--- DATASET CONTENT ---
======
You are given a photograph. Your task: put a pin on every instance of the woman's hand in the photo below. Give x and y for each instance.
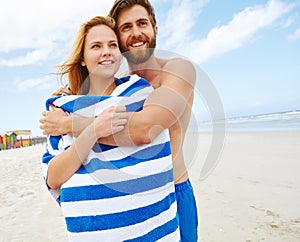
(110, 121)
(53, 122)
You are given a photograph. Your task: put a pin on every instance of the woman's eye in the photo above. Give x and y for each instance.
(95, 46)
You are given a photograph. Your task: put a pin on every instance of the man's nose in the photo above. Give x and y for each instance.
(106, 51)
(135, 31)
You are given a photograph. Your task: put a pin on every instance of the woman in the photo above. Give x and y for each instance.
(108, 193)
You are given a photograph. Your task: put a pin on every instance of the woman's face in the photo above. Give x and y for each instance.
(102, 56)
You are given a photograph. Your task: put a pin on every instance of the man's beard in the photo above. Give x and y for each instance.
(139, 56)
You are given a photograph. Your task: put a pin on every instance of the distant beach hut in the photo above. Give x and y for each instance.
(23, 137)
(5, 141)
(12, 139)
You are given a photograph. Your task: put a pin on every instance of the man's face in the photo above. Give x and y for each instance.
(137, 36)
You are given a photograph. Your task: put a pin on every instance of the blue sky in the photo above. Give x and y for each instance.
(250, 50)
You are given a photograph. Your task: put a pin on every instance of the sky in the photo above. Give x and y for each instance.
(249, 50)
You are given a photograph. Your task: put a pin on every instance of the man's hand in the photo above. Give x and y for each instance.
(52, 123)
(112, 120)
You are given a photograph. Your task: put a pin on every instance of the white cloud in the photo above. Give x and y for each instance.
(179, 20)
(295, 35)
(240, 30)
(39, 25)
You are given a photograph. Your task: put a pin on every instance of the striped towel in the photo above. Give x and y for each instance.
(119, 193)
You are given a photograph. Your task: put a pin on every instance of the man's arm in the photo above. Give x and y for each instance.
(161, 110)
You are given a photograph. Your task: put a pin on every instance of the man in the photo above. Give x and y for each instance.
(168, 107)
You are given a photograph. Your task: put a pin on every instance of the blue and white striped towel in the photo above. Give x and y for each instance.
(120, 193)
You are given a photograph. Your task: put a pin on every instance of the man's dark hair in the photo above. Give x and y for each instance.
(120, 5)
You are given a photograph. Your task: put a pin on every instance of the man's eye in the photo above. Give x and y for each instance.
(124, 28)
(143, 23)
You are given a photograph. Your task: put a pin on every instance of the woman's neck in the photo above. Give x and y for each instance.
(101, 87)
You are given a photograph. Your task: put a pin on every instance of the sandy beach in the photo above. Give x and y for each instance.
(253, 194)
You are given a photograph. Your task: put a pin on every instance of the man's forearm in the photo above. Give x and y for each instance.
(74, 126)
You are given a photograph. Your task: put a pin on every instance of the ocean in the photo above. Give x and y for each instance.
(289, 120)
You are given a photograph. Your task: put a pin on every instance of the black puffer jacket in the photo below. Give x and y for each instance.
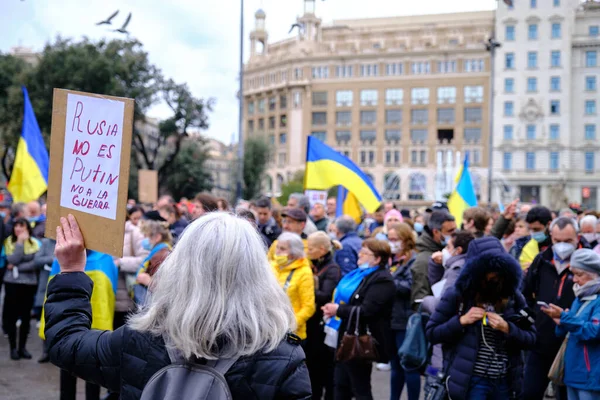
(123, 361)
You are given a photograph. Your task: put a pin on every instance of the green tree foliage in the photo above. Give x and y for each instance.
(187, 174)
(256, 156)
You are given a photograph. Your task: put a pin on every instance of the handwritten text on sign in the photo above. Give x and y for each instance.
(92, 155)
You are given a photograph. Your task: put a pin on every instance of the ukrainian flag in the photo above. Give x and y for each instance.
(463, 197)
(326, 168)
(102, 270)
(347, 204)
(29, 178)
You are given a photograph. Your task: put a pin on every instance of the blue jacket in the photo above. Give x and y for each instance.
(582, 358)
(347, 257)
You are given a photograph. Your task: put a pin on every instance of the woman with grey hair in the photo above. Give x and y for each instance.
(295, 276)
(214, 297)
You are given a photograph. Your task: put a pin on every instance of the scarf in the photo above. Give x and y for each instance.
(589, 289)
(346, 288)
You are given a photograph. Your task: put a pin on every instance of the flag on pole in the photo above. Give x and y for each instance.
(29, 177)
(326, 168)
(463, 197)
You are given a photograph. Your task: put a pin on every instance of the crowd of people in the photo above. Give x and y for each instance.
(306, 303)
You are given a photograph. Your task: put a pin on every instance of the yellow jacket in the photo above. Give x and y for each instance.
(301, 291)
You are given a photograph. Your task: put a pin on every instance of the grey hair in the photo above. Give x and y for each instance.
(345, 224)
(563, 222)
(589, 220)
(295, 242)
(303, 201)
(215, 296)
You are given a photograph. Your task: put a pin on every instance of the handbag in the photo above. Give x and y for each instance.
(355, 346)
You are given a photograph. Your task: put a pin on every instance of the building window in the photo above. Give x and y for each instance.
(530, 161)
(530, 132)
(590, 107)
(589, 162)
(419, 116)
(555, 83)
(509, 33)
(420, 96)
(554, 107)
(393, 117)
(319, 118)
(368, 117)
(590, 132)
(368, 136)
(319, 99)
(369, 70)
(554, 132)
(446, 67)
(343, 118)
(392, 136)
(508, 109)
(368, 97)
(473, 94)
(394, 69)
(508, 132)
(591, 58)
(344, 71)
(447, 94)
(531, 85)
(321, 72)
(555, 59)
(418, 136)
(532, 32)
(322, 136)
(590, 83)
(532, 59)
(556, 30)
(507, 162)
(394, 97)
(475, 65)
(343, 98)
(554, 161)
(473, 115)
(420, 67)
(509, 60)
(445, 115)
(472, 135)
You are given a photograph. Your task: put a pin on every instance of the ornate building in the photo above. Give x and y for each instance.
(401, 96)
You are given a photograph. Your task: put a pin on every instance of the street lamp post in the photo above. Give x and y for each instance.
(491, 46)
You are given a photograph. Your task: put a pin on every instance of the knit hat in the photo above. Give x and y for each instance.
(586, 260)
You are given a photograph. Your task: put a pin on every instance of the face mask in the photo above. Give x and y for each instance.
(590, 237)
(539, 236)
(146, 245)
(419, 227)
(281, 261)
(563, 250)
(446, 255)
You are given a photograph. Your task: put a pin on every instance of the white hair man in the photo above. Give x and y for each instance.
(215, 297)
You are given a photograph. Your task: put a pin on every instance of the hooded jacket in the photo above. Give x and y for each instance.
(301, 291)
(426, 246)
(461, 343)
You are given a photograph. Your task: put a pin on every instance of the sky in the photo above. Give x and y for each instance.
(193, 41)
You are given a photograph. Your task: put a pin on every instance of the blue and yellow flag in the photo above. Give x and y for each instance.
(29, 178)
(326, 168)
(347, 204)
(102, 270)
(463, 197)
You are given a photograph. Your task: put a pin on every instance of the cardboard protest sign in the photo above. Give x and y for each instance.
(90, 150)
(147, 186)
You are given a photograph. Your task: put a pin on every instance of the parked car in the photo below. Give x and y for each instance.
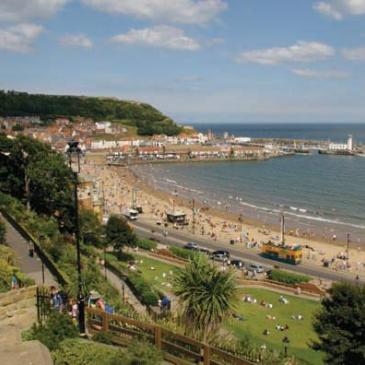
(204, 250)
(219, 257)
(191, 246)
(222, 252)
(238, 264)
(258, 269)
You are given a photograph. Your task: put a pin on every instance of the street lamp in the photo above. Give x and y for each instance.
(73, 153)
(286, 342)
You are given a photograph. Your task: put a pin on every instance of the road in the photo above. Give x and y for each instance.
(179, 239)
(31, 266)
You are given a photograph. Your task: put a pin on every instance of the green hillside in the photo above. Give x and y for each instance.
(144, 117)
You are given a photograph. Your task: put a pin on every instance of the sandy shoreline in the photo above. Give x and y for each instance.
(211, 223)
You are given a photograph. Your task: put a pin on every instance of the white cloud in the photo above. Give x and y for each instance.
(174, 11)
(299, 52)
(76, 40)
(321, 74)
(161, 36)
(20, 10)
(328, 10)
(354, 54)
(337, 9)
(189, 79)
(19, 38)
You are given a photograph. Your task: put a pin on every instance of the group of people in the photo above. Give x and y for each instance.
(60, 302)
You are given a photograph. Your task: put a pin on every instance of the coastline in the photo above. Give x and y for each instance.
(217, 224)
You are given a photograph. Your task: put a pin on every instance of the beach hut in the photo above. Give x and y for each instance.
(176, 217)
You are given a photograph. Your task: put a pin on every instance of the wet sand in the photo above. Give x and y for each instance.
(212, 223)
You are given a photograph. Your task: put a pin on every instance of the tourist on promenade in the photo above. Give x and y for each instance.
(14, 281)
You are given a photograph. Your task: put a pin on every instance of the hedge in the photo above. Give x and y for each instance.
(146, 244)
(183, 253)
(142, 290)
(287, 277)
(139, 286)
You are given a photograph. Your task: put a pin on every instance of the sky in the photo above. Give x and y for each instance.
(198, 61)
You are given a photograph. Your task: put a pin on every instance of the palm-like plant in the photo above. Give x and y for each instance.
(207, 296)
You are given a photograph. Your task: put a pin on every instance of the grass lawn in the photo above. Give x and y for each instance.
(155, 277)
(299, 333)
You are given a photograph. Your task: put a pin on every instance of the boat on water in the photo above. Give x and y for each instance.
(336, 153)
(301, 151)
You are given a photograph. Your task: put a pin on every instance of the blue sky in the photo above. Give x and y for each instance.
(196, 60)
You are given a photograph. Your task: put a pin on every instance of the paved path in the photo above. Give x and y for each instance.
(180, 238)
(31, 266)
(132, 300)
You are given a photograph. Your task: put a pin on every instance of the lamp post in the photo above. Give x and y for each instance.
(74, 153)
(286, 342)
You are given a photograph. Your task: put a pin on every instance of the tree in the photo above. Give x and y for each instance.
(340, 325)
(91, 229)
(119, 233)
(2, 232)
(207, 296)
(57, 328)
(31, 170)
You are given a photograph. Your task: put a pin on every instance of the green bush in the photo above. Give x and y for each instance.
(103, 337)
(8, 268)
(139, 353)
(146, 244)
(57, 328)
(287, 277)
(183, 253)
(142, 290)
(2, 232)
(81, 352)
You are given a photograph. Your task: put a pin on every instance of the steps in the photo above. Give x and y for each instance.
(19, 313)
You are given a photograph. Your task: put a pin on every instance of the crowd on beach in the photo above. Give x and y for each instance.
(119, 182)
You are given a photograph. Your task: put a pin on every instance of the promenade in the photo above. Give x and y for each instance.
(31, 266)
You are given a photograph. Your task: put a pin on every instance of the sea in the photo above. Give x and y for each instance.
(321, 195)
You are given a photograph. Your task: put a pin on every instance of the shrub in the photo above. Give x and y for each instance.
(57, 328)
(183, 253)
(103, 337)
(81, 352)
(2, 232)
(146, 244)
(287, 277)
(142, 289)
(139, 353)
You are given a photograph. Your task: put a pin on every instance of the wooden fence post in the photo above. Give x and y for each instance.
(105, 323)
(206, 355)
(158, 337)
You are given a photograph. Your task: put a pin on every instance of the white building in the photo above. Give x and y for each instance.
(241, 140)
(349, 146)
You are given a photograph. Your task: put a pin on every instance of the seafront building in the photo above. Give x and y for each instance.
(349, 146)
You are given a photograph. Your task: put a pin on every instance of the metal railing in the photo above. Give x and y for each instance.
(42, 254)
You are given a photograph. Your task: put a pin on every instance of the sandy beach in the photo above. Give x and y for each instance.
(219, 225)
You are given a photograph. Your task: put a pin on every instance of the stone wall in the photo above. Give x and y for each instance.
(16, 301)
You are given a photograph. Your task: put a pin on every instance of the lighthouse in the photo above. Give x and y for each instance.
(350, 143)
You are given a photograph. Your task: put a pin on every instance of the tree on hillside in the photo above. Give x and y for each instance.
(341, 325)
(32, 172)
(207, 296)
(119, 233)
(91, 229)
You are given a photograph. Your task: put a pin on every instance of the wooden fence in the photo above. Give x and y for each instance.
(177, 349)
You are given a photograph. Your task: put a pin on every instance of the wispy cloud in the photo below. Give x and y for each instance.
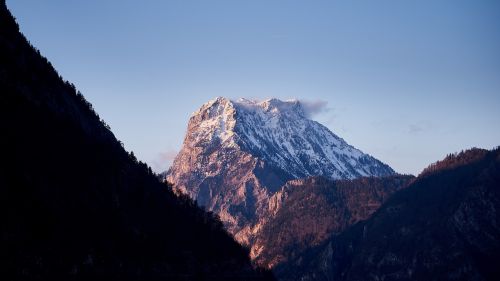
(164, 160)
(419, 127)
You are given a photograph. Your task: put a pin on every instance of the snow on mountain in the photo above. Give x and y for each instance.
(280, 133)
(236, 154)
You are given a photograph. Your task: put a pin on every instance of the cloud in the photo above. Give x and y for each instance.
(312, 108)
(419, 127)
(415, 129)
(164, 160)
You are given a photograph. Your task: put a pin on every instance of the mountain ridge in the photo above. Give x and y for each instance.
(237, 154)
(75, 205)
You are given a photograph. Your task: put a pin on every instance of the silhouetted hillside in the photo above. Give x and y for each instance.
(444, 226)
(75, 205)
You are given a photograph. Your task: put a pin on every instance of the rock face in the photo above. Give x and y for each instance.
(444, 226)
(74, 205)
(237, 154)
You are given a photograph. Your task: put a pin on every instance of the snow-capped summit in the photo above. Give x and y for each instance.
(236, 154)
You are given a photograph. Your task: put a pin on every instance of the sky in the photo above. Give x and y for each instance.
(406, 81)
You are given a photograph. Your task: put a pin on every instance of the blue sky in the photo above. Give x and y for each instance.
(405, 81)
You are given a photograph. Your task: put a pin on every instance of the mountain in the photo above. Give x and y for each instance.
(306, 212)
(74, 205)
(443, 226)
(237, 154)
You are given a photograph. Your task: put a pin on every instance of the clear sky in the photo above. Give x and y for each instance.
(407, 81)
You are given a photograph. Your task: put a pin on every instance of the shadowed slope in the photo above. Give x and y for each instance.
(74, 205)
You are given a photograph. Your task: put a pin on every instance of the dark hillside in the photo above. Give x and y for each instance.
(74, 205)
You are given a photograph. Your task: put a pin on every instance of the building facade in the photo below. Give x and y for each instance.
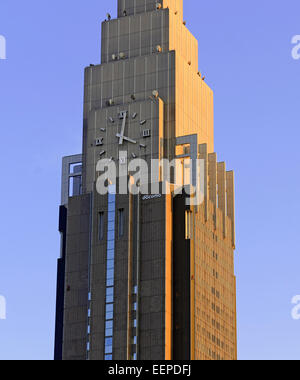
(141, 275)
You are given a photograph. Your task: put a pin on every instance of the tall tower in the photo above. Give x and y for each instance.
(146, 276)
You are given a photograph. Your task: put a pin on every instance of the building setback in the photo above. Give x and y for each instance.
(146, 276)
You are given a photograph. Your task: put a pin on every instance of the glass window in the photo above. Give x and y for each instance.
(110, 254)
(108, 349)
(111, 226)
(101, 226)
(111, 216)
(110, 307)
(110, 274)
(111, 235)
(121, 222)
(108, 341)
(108, 332)
(111, 244)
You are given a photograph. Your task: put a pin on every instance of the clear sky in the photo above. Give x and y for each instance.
(245, 54)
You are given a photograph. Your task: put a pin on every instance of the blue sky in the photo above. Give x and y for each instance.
(245, 54)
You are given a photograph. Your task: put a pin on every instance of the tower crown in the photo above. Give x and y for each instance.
(132, 7)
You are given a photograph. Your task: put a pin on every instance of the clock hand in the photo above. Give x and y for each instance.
(121, 135)
(126, 138)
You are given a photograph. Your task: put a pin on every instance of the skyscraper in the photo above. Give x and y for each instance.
(146, 275)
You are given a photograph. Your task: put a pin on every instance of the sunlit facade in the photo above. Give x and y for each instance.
(146, 276)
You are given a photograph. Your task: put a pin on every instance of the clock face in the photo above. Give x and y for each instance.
(124, 133)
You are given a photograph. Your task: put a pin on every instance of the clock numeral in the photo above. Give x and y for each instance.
(122, 114)
(99, 141)
(146, 133)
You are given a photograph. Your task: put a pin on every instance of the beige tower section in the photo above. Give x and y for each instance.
======
--- AIM ---
Set down exactly what runs from the line with "of the glass" to the last line of the data above, including both of those lines and no others.

--- RESULT FOR THIS EXERCISE ---
You are given a photograph. Your task: put a pin on every instance of the glass window in the photo above. Give x and y for each instance.
(110, 254)
(108, 349)
(111, 226)
(101, 226)
(111, 216)
(110, 307)
(110, 274)
(111, 235)
(121, 222)
(108, 341)
(108, 332)
(111, 244)
You are given a photograph. Your task: put a pin on every instance of the clear sky in the photo above. Give x and y for each instance.
(245, 54)
You are given a photograph. Your task: put a pin on every instance of the blue sky in the photo above. Give x and y for each instance.
(245, 54)
You are given a photograph. Your task: put a pin on every instance of the tower crown in the photo above. Give x and y for each instance.
(132, 7)
You are given a photograph. Your task: put a pin on every instance of the clock hand in the photo above. Give x and y for each instance.
(121, 135)
(126, 138)
You are given a photograph. Your task: put a pin on every instance of the skyscraper in the photo above. Give x and y for each instance.
(146, 275)
You are given a photograph. Your task: put a pin on every instance of the sunlit facade in the photo above. Give x and y for each instance.
(146, 276)
You are given a photograph. Your task: put a pin on every instance of the clock face in the photo above. Give x and y for each instance.
(124, 133)
You are given a photograph. Your task: put a pin on every instance of the clock numeral in the photo above. Give x and y for each instance.
(122, 114)
(99, 141)
(146, 133)
You are given a photograph. Your task: put a pin on every instance of the beige tower section in the photo above. Give x and y for each instance.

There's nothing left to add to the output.